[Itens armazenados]
▬▬▬▬▬▬▬▬▬▬

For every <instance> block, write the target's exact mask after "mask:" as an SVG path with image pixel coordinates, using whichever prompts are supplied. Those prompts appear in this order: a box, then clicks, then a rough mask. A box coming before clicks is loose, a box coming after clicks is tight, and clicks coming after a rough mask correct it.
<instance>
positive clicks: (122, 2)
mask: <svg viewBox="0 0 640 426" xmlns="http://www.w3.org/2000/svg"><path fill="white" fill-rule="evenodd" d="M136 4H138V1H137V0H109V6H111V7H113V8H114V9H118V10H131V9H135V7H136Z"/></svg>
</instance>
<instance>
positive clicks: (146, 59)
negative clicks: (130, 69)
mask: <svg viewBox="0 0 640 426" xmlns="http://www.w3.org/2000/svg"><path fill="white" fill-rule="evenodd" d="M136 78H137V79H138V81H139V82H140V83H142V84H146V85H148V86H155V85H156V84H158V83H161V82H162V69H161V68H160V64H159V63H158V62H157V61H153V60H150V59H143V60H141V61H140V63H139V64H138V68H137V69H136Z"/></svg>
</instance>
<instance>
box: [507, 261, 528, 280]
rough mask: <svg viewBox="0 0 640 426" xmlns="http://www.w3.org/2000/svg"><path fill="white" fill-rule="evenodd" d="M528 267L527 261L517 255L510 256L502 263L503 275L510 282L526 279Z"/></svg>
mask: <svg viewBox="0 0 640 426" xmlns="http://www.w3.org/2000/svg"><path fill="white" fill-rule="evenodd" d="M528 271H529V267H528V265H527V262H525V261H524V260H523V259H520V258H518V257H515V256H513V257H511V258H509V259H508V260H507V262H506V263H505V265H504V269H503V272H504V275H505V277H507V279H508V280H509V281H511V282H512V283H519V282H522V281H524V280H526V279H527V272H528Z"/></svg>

▬▬▬▬▬▬▬▬▬▬

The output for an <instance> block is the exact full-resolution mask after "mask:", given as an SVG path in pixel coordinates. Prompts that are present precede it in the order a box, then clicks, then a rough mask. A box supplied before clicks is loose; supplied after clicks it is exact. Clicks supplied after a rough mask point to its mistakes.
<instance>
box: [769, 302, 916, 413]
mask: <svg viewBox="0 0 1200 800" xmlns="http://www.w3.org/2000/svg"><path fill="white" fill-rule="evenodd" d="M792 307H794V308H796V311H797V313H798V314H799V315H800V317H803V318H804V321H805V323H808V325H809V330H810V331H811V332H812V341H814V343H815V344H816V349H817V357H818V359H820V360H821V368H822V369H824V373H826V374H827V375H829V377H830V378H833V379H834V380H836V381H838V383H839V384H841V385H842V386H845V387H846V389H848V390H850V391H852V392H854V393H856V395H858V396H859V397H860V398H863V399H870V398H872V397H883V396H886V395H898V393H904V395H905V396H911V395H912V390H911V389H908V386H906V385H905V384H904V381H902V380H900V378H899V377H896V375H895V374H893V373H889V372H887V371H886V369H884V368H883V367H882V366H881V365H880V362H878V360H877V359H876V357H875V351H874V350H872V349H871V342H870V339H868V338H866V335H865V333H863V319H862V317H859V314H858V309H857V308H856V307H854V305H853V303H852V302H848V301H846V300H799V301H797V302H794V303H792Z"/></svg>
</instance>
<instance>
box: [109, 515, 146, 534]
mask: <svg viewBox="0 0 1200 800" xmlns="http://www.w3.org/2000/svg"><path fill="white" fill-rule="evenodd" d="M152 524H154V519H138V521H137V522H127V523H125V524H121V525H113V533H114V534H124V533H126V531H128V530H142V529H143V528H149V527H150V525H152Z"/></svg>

▬▬▬▬▬▬▬▬▬▬

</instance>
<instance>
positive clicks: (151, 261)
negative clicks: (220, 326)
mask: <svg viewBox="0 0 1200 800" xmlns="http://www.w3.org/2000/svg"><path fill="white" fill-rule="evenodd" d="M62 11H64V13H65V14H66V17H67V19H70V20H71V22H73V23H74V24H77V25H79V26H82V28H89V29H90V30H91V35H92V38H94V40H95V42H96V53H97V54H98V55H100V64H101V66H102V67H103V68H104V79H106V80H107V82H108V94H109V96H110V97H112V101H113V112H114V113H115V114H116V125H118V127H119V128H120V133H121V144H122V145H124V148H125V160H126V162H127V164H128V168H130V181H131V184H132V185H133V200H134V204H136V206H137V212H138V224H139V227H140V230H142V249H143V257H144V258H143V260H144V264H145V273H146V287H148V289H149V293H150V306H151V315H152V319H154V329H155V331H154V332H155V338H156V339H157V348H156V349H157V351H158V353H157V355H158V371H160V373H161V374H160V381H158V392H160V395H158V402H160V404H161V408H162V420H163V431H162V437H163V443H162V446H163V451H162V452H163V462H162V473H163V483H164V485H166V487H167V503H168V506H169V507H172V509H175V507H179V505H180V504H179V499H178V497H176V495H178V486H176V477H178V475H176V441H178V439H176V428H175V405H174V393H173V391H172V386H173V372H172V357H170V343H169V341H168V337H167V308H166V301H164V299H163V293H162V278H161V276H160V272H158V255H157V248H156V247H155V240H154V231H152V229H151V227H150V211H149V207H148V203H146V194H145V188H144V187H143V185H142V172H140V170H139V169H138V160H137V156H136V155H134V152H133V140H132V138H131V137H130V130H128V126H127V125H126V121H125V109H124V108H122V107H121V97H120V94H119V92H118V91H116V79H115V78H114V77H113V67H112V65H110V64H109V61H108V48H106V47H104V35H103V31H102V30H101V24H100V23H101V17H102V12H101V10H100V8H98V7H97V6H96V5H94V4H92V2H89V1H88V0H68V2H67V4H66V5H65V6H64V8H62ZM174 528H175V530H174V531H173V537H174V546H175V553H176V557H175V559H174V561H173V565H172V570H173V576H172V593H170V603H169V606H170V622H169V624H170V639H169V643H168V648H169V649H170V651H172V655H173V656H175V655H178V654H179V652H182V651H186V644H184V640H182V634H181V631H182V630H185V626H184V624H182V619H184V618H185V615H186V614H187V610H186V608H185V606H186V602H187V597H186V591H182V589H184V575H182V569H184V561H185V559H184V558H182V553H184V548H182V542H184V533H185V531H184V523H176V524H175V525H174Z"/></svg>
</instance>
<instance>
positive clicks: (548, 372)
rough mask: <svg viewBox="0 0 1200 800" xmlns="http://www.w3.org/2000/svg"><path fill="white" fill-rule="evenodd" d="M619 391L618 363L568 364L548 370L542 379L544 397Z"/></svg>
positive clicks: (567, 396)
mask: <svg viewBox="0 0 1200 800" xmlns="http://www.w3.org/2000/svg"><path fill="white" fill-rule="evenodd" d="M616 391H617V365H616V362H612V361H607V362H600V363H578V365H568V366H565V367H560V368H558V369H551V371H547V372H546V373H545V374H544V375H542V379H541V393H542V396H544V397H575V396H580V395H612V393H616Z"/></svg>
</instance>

▬▬▬▬▬▬▬▬▬▬

Sobre a tarefa: Reúna todas as linhas do material em que aparece a palavra "coordinates".

Sua resposta:
For every <instance> block, write the target's exact mask after "mask:" as an SVG path with image pixel coordinates, using whichever prompts are supplied. Those prompts appear in this order: a box, then clicks, then a rough mask. A box coming before clicks is loose, a box coming after clicks is tight, and clicks coming after a rough mask correct it.
The output for an <instance> block is the exact full-resolution mask after "mask:", given as an SVG path in pixel coordinates. Prompts that are present precede it in the order a box, then clicks, then a rough mask. A box supplied before clicks is loose; supplied after clicks it is exact. Clicks supplied after a rough mask point to its mistakes.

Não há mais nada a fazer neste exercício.